→ REQUIRED ACTIONS
(a) Please copy from the forum thread on the 25 Merc two-stroke, beginning at the words "cupped or not" and stopping after "on the wallet.".
(b) In the thread on the 25 Merc two-stroke, what speed does Rediculous report after switching to an 11p prop, fully loaded with 2 guys?

→ EXCERPT PROVIDED
··········

# 25 merc 2 stroke on a 14ft mitchell



## SilentHunter (Jun 14, 2010)

So i have a 14 foot mitchell style skiff. i was wondering what prop would suit me best while using a 1993 25 two stroke tiller mercury. i will be using a bobs manual jackplate.

"figure decks and floor with 2 people and a battery 6 gallllons of fuel and gear"


----------



## cutrunner (Jun 8, 2010)

The prop thats already on it is probably going to be the one you wanna use


----------



## Rediculous (May 5, 2012)

I have an 04 25 merc on my 14' johnson. It had like a 13p on it when I got it, and flew. A bit over 30mph. I put an 11p on it, and it does 28 fully loaded with 2 guys. I rarely go over 23mph, cause I rarely travel farther than 2 or 3 miles from any ramp. And it seems any time I'm cruising around at 30mph, I hit a freaking manatee.


----------



## SilentHunter (Jun 14, 2010)

call thoes speedbumps around here.....

anyone els have experience?


----------



## Snookdaddy (Jan 5, 2008)

13" pitch SS Vengeance is what I use on my Waterman 16'.. Perfect prop for my skiff and a 13" pitch should be money for your skiff.


----------



## SilentHunter (Jun 14, 2010)

if i was to spend the money on a cupped ss prop. whats my best bet? i know everyone has there favorite... but whats the best bang for the buck

and is there an advantage to 4 blade vs 3?

cupped or not cupped?

i will be running manual jackplate with bobs machine tru tracker. trying to maximize my 25 on a 14 ft skiff. holeshot on such a small boat isnt important to me... top speed is nice but i would like the most speed with 2 anglers and gear. we run some distances down here ft pierce to hobesound


----------



## fennellaustin (Apr 3, 2013)

running an ss prop can be risky on a small skiff in shallow water. if you hit the bottom hard or a hard object it wont bend the prop ,it may damage the gears or shaft. they have no give and for a small skiff you wont see any more performace or benifits, just a harder hit on the wallet.


----------

··········

→ SOURCE EXCERPT
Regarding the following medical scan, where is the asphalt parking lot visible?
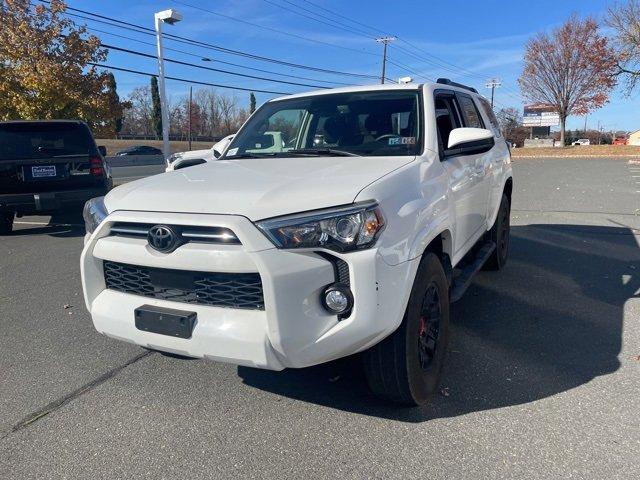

··········

→ EXERCISE RESULTS
(a)
cupped or not cupped?

i will be running manual jackplate with bobs machine tru tracker. trying to maximize my 25 on a 14 ft skiff. holeshot on such a small boat isnt important to me... top speed is nice but i would like the most speed with 2 anglers and gear. we run some distances down here ft pierce to hobesound


----------



## fennellaustin (Apr 3, 2013)

running an ss prop can be risky on a small skiff in shallow water. if you hit the bottom hard or a hard object it wont bend the prop ,it may damage the gears or shaft. they have no give and for a small skiff you wont see any more performace or benifits, just a harder hit on the wallet.

(b) 28 mph.